Two lines mark the range in the entries below: the one holding "Guideline: the keypoint for each instance of the cream" and the one holding "Guideline: the keypoint for each instance of the maroon". Set down those two and all lines between them, exactly.

** Opening SUPPLIED DATA block **

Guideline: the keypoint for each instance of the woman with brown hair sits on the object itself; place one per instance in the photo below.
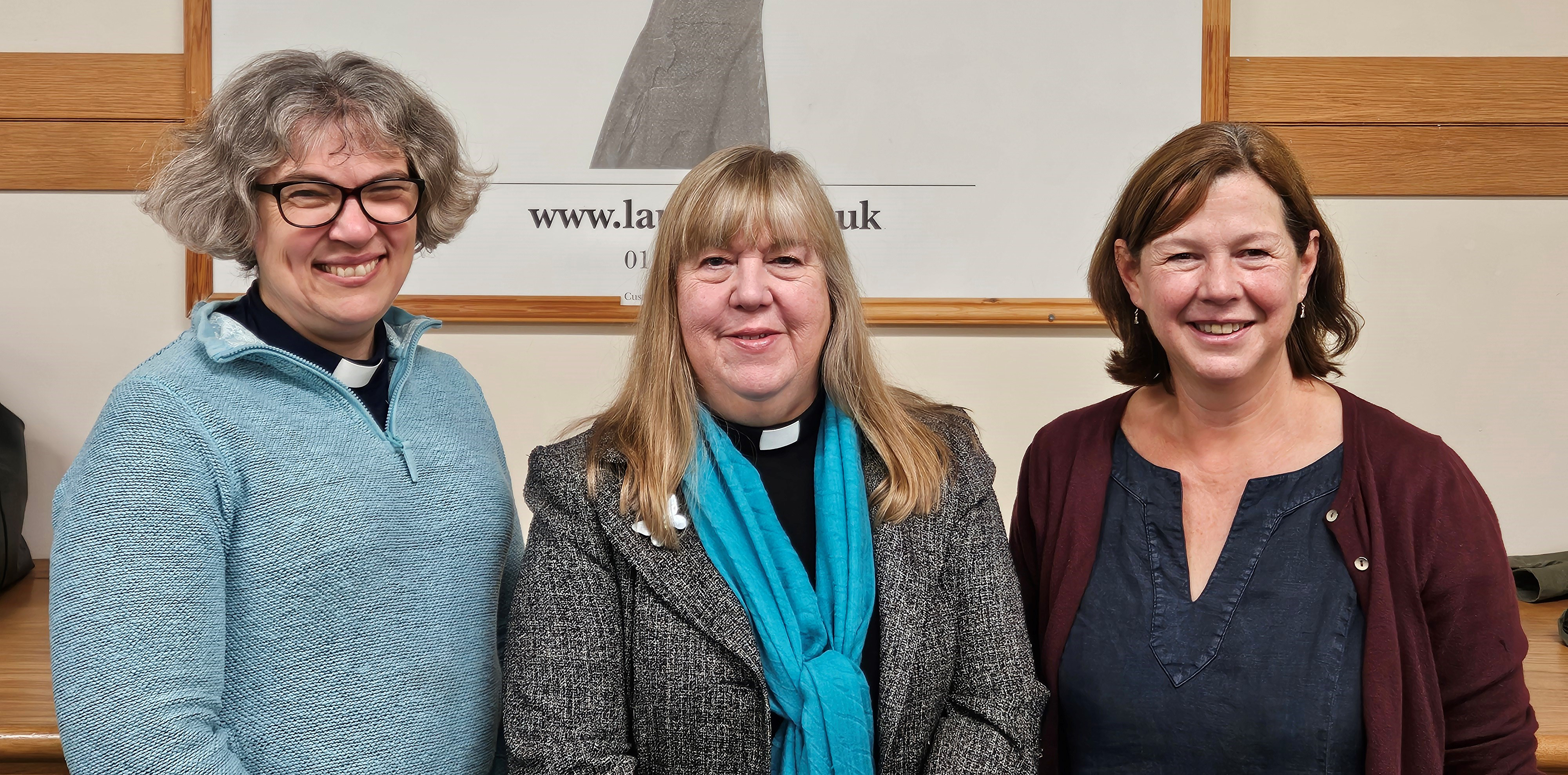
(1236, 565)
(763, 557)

** Closing SUPPLIED DATA block **
** Opening SUPPLIED DATA block **

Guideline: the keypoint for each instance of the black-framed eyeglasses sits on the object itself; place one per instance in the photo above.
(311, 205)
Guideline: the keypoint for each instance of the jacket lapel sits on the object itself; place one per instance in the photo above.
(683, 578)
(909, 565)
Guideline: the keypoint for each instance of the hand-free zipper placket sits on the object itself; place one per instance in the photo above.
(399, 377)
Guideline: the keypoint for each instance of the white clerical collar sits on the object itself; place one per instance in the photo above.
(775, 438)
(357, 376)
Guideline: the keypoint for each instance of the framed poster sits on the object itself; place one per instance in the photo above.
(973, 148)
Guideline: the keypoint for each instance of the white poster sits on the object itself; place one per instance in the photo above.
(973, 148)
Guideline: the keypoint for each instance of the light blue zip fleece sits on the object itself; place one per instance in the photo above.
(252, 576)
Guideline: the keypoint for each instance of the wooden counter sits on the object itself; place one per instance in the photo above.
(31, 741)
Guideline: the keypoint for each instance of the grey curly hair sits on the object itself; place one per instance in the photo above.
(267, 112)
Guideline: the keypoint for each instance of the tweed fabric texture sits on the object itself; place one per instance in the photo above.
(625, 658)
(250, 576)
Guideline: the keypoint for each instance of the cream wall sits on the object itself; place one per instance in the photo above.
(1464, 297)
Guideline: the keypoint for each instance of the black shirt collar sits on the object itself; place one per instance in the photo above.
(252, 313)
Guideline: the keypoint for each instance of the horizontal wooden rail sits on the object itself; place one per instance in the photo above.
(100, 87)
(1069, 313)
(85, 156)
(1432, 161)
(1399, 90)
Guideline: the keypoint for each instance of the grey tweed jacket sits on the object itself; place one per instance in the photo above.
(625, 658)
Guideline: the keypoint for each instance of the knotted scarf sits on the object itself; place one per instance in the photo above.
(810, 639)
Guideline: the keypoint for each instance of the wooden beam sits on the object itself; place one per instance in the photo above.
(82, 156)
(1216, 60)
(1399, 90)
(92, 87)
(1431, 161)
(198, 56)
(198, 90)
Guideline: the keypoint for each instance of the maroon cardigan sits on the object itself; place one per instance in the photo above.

** Closing SUPPLIED DATA block **

**EXERCISE RESPONSE:**
Guideline: the keypoint for each instance of the cream wall sits on the object itself; place one per instance in the photo above.
(1464, 297)
Guideline: the keypoint for each instance of the black shirt collar sits on the object itself; place one per instance in the photo above.
(252, 313)
Guideline: the keypoint for each instance of the horizontal wooden rail sits on the object itself; place one per instance in the photo above.
(100, 87)
(1069, 313)
(85, 156)
(1432, 161)
(1399, 90)
Guideline: the keypoint for each instance of the grey tweed jacket sits on the object itself; place one per instance in the photo above.
(625, 658)
Guideline: the keypoint for each instance of the knotted scarf sits on the object itself; place one per instance in the photo above.
(810, 639)
Guideline: the keypoint for each instance of the wooden beam sits on the object itself; place one per instance in the photo above.
(82, 156)
(1216, 60)
(1399, 90)
(92, 87)
(1431, 161)
(198, 56)
(198, 90)
Guideline: the keypoint for each instance of the maroon cardigan sits on the object itself; place one per instance in the photo above.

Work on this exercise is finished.